Exercise goal
Output each line of the listing below as one string in a JSON list, skipping any blank lines. Leave the pictures out of the result.

Entries drawn from a collection:
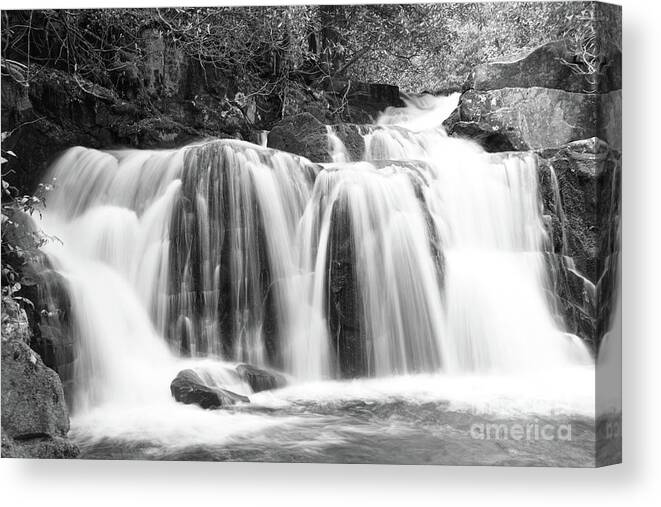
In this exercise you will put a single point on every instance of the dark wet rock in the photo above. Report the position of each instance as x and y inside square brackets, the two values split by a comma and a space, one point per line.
[15, 321]
[51, 318]
[35, 420]
[39, 448]
[188, 387]
[344, 304]
[580, 188]
[302, 134]
[166, 101]
[260, 380]
[305, 135]
[535, 118]
[552, 65]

Full answer
[
  "In this exercise you will put a single point on every instance of the dark wet rock in the photo above. Report the position of each instance as x and y inside square brackets, the two values split by a comma and a space, one point per line.",
  "[15, 321]",
  "[51, 318]",
  "[35, 420]",
  "[39, 448]",
  "[188, 387]",
  "[344, 304]",
  "[580, 188]",
  "[302, 134]",
  "[166, 101]",
  "[260, 380]",
  "[305, 135]",
  "[535, 118]",
  "[552, 65]"
]